## REQUIRED TASK:
Find the line that contains "Expected: one point per instance of the large"; then retype it and each line after it, exactly, through the final line of the data below.

*** SUPPLIED RECORDS ***

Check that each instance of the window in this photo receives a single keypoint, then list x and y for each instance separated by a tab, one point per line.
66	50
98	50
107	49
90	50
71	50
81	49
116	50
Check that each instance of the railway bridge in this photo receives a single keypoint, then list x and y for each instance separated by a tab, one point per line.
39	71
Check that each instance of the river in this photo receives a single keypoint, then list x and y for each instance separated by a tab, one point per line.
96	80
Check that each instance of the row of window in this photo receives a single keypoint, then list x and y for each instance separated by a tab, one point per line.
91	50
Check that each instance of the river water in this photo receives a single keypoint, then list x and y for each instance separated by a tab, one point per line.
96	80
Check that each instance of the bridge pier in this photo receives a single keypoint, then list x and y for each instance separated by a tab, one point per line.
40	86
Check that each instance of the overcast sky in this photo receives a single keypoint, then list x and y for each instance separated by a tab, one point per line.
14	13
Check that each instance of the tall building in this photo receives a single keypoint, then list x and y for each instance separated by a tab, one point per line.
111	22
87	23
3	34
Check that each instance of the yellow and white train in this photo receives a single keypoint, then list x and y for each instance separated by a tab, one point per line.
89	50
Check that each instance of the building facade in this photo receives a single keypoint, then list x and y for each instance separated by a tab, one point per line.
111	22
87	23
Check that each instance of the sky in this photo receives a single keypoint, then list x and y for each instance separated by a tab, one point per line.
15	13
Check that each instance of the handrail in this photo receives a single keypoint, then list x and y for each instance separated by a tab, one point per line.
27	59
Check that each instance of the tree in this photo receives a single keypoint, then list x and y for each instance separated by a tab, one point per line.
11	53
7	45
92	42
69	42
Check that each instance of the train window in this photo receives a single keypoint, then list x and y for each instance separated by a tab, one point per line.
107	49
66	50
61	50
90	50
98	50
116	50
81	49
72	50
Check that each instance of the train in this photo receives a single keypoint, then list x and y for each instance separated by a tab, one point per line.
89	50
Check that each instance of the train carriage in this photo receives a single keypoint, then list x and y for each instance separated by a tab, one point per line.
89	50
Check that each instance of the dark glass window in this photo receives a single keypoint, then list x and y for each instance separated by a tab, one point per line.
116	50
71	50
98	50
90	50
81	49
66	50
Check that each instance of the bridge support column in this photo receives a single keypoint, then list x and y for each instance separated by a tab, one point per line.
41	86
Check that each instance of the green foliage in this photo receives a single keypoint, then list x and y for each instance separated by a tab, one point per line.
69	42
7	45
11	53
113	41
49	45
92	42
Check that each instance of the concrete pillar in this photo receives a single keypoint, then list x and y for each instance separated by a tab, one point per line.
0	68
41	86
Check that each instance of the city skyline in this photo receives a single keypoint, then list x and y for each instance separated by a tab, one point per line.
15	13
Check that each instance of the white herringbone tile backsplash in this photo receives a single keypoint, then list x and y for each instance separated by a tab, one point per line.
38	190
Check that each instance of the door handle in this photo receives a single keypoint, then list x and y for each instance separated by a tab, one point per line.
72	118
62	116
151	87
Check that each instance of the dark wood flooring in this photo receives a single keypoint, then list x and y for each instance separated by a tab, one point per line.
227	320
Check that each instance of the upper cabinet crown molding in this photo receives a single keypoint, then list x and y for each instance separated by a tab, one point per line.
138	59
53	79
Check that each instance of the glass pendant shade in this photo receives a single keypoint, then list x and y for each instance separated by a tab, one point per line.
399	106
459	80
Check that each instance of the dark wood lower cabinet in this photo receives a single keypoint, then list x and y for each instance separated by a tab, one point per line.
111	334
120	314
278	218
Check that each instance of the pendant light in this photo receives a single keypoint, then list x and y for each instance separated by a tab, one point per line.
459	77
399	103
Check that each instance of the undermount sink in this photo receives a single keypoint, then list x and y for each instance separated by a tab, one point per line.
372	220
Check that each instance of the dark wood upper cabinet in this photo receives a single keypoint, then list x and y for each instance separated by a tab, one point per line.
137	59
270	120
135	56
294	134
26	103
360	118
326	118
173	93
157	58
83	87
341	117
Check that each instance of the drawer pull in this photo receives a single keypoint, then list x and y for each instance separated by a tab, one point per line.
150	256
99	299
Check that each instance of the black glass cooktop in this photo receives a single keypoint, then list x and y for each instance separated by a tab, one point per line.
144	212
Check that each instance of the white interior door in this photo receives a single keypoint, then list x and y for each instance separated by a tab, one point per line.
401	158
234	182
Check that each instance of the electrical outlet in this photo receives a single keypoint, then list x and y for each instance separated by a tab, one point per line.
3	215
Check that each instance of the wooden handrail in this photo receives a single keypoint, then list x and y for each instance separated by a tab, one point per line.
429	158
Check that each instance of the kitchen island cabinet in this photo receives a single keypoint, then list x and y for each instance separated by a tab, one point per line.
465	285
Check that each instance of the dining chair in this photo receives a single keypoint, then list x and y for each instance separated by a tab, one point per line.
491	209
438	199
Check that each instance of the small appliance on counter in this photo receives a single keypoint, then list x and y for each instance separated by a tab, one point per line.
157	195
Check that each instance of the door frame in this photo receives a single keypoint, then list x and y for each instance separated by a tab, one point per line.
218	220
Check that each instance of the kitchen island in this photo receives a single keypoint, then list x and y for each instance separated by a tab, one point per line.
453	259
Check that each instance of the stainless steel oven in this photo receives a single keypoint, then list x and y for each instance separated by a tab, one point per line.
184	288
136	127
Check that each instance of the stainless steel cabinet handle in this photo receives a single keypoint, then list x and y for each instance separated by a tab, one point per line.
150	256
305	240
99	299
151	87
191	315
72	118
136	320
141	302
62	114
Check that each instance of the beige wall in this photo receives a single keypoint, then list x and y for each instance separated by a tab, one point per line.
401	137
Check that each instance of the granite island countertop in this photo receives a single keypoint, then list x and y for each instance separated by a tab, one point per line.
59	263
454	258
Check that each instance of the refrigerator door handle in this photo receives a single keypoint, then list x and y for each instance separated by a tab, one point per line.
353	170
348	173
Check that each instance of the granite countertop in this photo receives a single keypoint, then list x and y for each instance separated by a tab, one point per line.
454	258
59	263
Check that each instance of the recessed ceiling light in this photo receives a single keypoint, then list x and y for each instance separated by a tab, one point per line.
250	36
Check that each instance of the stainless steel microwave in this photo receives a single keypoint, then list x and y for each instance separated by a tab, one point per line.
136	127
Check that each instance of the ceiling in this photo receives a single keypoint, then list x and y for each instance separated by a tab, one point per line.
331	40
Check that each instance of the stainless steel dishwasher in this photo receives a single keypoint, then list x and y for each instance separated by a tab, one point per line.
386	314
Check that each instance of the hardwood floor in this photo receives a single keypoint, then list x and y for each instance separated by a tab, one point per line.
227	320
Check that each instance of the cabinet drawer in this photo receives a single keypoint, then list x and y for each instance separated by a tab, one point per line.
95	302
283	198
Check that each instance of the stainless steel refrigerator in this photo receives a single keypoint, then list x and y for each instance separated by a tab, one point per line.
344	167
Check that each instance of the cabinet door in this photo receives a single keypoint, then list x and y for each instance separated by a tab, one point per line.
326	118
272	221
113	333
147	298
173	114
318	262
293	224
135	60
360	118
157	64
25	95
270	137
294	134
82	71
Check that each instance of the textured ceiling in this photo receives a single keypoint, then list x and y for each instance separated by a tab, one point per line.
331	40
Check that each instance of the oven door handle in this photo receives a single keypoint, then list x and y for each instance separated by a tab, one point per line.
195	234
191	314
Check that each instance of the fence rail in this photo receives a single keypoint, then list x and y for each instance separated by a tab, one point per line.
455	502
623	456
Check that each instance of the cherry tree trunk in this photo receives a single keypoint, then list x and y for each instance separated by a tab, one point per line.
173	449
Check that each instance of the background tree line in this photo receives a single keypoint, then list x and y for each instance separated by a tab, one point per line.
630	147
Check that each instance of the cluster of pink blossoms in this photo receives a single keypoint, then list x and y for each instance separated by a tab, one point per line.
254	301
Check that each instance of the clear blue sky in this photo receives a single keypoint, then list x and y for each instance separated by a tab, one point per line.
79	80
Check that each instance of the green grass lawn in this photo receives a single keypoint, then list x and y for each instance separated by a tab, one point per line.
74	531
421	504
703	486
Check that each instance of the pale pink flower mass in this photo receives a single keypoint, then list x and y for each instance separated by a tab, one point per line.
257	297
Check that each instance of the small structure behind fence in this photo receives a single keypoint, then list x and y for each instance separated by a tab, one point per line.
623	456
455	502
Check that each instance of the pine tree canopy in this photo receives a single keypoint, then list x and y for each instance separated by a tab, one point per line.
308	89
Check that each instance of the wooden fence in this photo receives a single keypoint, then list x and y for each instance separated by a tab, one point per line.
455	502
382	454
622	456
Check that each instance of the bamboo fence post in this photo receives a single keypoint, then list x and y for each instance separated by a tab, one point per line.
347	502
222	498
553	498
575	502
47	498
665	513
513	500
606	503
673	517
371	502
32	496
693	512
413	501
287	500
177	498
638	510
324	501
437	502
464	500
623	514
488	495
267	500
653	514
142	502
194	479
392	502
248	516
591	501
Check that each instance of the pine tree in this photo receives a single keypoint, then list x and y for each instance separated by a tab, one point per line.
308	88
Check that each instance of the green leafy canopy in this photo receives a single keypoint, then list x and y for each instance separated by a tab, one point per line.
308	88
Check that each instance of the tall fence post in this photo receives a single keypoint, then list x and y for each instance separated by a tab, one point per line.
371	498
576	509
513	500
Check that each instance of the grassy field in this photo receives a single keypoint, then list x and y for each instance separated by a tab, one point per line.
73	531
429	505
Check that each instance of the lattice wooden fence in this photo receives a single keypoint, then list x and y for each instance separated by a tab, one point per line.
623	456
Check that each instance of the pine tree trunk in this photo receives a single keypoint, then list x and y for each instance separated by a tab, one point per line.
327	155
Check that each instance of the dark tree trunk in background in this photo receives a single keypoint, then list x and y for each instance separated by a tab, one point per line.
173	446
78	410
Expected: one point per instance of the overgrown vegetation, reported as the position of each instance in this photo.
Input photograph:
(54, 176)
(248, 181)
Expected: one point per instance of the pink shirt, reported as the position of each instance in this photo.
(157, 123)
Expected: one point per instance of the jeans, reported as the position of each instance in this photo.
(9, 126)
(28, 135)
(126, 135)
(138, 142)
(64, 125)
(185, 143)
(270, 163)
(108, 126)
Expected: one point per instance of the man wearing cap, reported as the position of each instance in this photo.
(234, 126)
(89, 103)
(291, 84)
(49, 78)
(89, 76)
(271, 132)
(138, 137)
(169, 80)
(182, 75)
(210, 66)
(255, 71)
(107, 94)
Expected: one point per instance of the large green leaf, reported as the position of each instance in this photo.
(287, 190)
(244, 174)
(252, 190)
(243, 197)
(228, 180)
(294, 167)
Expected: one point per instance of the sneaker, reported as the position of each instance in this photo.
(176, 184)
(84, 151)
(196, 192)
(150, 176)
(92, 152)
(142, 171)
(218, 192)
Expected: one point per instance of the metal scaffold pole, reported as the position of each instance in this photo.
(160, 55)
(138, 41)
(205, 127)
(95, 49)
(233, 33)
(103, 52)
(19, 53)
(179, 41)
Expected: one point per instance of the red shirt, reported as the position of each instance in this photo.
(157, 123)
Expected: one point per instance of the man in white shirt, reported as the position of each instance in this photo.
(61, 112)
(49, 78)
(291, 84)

***

## EXPECTED ANSWER:
Expected: one point per instance of the large green leaf, reported as the position of each instance in this photo.
(287, 190)
(244, 174)
(252, 190)
(243, 197)
(228, 180)
(294, 167)
Expected: one point per instance of the sneaker, reported as the position of each instance in this photo.
(176, 184)
(84, 151)
(196, 192)
(150, 176)
(92, 152)
(142, 171)
(218, 192)
Expected: one point per instance of the metal scaffold pole, reported as the position of each instance in this photo.
(160, 55)
(138, 41)
(205, 127)
(95, 49)
(233, 33)
(103, 52)
(19, 53)
(179, 41)
Expected: one point per instance of the red shirt, reported as the position of each instance in this photo.
(157, 123)
Expected: one point per instance of the man in white shirt, reported as the position of each instance in this photo.
(61, 112)
(49, 78)
(291, 84)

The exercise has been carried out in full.